[Records to process]
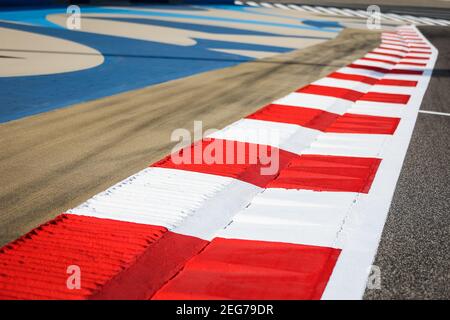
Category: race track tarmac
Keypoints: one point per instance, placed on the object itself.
(53, 161)
(414, 255)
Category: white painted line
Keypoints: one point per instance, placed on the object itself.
(325, 10)
(435, 113)
(348, 144)
(363, 13)
(267, 5)
(360, 235)
(307, 217)
(341, 83)
(381, 57)
(444, 22)
(191, 203)
(281, 6)
(252, 4)
(314, 101)
(311, 9)
(361, 72)
(400, 17)
(340, 12)
(295, 7)
(385, 16)
(287, 136)
(354, 13)
(422, 21)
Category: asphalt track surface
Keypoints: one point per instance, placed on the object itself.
(439, 9)
(54, 161)
(414, 252)
(412, 255)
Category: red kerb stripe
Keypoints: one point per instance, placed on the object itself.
(341, 93)
(249, 269)
(306, 117)
(393, 82)
(364, 124)
(353, 77)
(386, 97)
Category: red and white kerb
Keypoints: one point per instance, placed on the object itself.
(224, 231)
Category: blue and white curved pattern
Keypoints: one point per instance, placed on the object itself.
(45, 66)
(345, 12)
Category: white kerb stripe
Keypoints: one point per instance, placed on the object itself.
(308, 217)
(314, 101)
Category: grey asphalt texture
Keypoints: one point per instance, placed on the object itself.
(439, 9)
(414, 252)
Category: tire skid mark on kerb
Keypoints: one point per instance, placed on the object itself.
(342, 143)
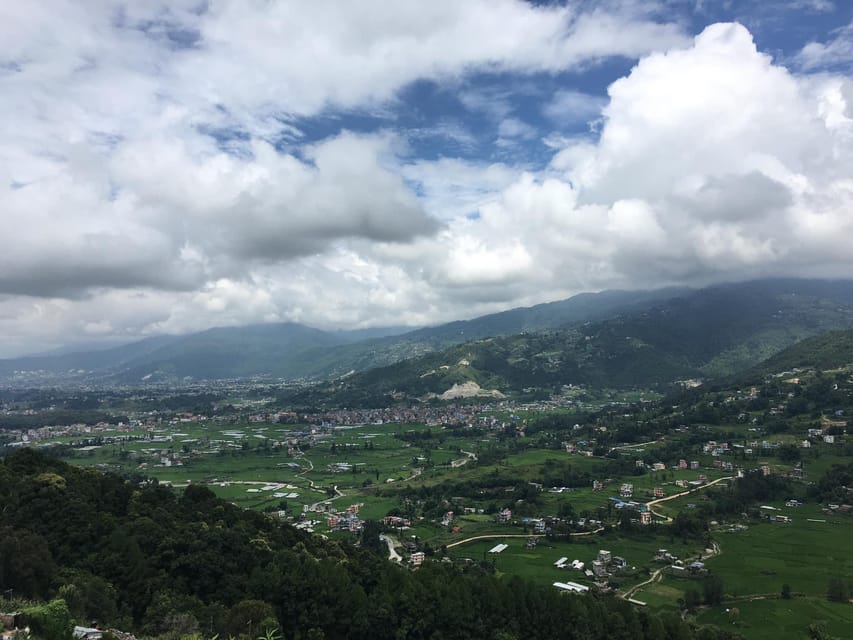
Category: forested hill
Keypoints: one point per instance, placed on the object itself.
(830, 350)
(142, 557)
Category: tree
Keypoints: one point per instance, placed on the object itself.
(692, 599)
(51, 621)
(712, 589)
(837, 590)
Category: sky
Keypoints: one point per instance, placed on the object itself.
(166, 167)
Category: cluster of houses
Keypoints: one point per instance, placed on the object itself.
(346, 520)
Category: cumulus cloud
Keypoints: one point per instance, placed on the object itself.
(838, 51)
(158, 171)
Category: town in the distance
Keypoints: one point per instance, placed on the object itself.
(680, 462)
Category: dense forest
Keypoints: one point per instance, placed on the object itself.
(140, 556)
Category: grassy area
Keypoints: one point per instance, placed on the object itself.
(802, 554)
(781, 619)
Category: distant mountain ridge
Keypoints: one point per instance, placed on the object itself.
(713, 332)
(296, 352)
(614, 338)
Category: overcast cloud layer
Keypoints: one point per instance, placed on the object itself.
(171, 167)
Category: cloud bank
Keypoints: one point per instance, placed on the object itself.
(158, 170)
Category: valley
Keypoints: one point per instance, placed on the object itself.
(721, 502)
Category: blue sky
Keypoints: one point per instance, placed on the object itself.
(170, 166)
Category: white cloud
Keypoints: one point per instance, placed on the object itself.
(154, 175)
(836, 52)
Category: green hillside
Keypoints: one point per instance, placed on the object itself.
(144, 558)
(830, 350)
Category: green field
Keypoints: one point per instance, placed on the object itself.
(253, 466)
(778, 619)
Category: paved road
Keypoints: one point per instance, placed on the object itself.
(499, 536)
(678, 495)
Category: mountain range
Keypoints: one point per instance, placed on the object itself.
(612, 338)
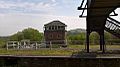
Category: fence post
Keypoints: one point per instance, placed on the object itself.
(36, 45)
(7, 46)
(50, 45)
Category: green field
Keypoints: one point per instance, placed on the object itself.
(55, 51)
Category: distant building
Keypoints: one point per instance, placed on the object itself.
(55, 32)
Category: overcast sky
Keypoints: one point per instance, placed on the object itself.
(16, 15)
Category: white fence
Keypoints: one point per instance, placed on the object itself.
(35, 45)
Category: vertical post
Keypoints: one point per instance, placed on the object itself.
[/Records to process]
Except for the pictures, copy the material above exactly.

Reply
Category: race track tarmac
Keypoints: one point per instance, placed on the object itself.
(53, 161)
(414, 255)
Category: white painted line
Keypoints: one point per instance, placed on the object itself.
(325, 10)
(435, 113)
(348, 144)
(363, 13)
(267, 5)
(360, 235)
(307, 217)
(341, 83)
(381, 57)
(444, 22)
(191, 203)
(281, 6)
(252, 4)
(314, 101)
(311, 9)
(361, 72)
(400, 17)
(340, 12)
(295, 7)
(385, 16)
(287, 136)
(354, 13)
(422, 21)
Category: asphalt track surface
Keypoints: one point per instance, placed on the object itself.
(439, 9)
(54, 161)
(414, 252)
(412, 255)
Category: red kerb stripe
Keypoints: one point per instance, placed on the object itself.
(341, 93)
(249, 269)
(306, 117)
(393, 82)
(364, 124)
(353, 77)
(386, 97)
Category: red and white kerb
Keypoints: one point per instance, placed on the object itself.
(224, 231)
Category: blue and white curved pattern
Keypoints: one point per instance, placed on the object itself.
(45, 66)
(345, 12)
Category: white kerb stripe
Keypoints: one point per instance, placed on the object itself.
(308, 217)
(314, 101)
Category: grey asphalt texture
Keypoints: one point per instance, placed on the object itself.
(439, 9)
(414, 252)
Category: tire skid mark on kerb
Keypoints: one point per instance, placed on the object itself.
(342, 143)
Category: forested hill
Keypoints: one point per instance, placed on the object itself.
(830, 350)
(142, 557)
Category: tree
Keypoints: one point per instance, placed on the object itself.
(692, 599)
(51, 621)
(712, 589)
(837, 590)
Category: sky
Keypoints: one point per instance, placed on the object itself.
(166, 167)
Category: cluster of houses
Keypoints: one point per instance, placed on the object itself.
(346, 520)
Category: cumulus cloud
Keypoints: one point per instance, placed on the object itself.
(838, 51)
(158, 171)
Category: town in the distance
Keypoints: one point per instance, placed on the object itself.
(680, 462)
Category: dense forest
Keypoints: one point per instance, placed on the object itself.
(140, 556)
Category: grassy area
Keypoints: one point per instance, placed on the object itself.
(802, 554)
(781, 619)
Category: distant mountain ridge
Keypoints: one point per instance, placed on the object itself.
(713, 332)
(296, 352)
(614, 338)
Category: overcast cloud layer
Keypoints: one point per instance, placed on the object itself.
(171, 167)
Category: cloud bank
Keypoints: one point per instance, placed on the object itself.
(158, 170)
Category: valley
Keypoints: one point per instance, placed on the object itself.
(721, 502)
Category: blue sky
Keypoints: one point per instance, placed on the object itself.
(170, 166)
Category: white cloud
Keypoints: one point per instance, placed on the object itself.
(154, 175)
(836, 52)
Category: green hillside
Keypoints: one point per instance, placed on the object itself.
(144, 558)
(830, 350)
Category: green field
Keypoints: one point per instance, placed on the object itself.
(253, 466)
(778, 619)
Category: paved road
Keypoints: one point per instance, placed on the object itself.
(499, 536)
(678, 495)
Category: mountain range
Keypoints: one point per instance, placed on the object itself.
(612, 338)
Category: fence post
Keypoints: one point per instance, placed on the object itself.
(36, 45)
(7, 46)
(50, 45)
Category: green field
Keypoints: one point per instance, placed on the object itself.
(55, 51)
Category: distant building
Keypoints: one point per instance, placed on the object itself.
(55, 32)
Category: overcast sky
Keypoints: one point per instance, placed on the object itself.
(16, 15)
Category: white fence
Keypoints: one point per instance, placed on the object itself.
(35, 45)
Category: vertical post
Keypoints: one point per instance, placed on the object itself.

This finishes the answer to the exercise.